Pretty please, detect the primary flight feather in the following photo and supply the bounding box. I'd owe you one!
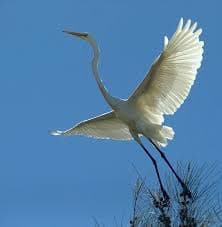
[51,19,204,146]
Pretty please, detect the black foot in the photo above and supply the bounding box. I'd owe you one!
[153,190,170,209]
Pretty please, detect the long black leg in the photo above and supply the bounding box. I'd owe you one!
[149,139,191,197]
[139,143,170,200]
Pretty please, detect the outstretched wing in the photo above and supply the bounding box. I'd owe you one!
[50,111,132,140]
[129,19,204,123]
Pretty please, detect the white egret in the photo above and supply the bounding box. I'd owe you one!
[51,18,204,199]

> TUGAS YANG DIKERJAKAN:
Ketik ulang seluruh entri di atas tanpa mengubah satu kata pun. Jangan sertakan gambarnya dalam jawaban.

> JAWABAN AKHIR:
Pretty please, detect the primary flight feather in the following photo and supply the bounding box. I'd owe you one!
[51,19,204,146]
Pretty please, detect the black foot in the photo above and supply the bounding box. I'd owe you one!
[153,190,170,209]
Pretty please, detect the long black leg in the photo above and supply the bounding box. I'd owe you one!
[149,139,191,197]
[139,143,170,200]
Pretty please, detect the outstretched wing in the photo above and supply the bounding box. I'd owe you one!
[50,111,132,140]
[129,19,204,123]
Pretty please, detect the white egret in the photo above and supply the bounding box. I'd owe you one!
[51,18,204,199]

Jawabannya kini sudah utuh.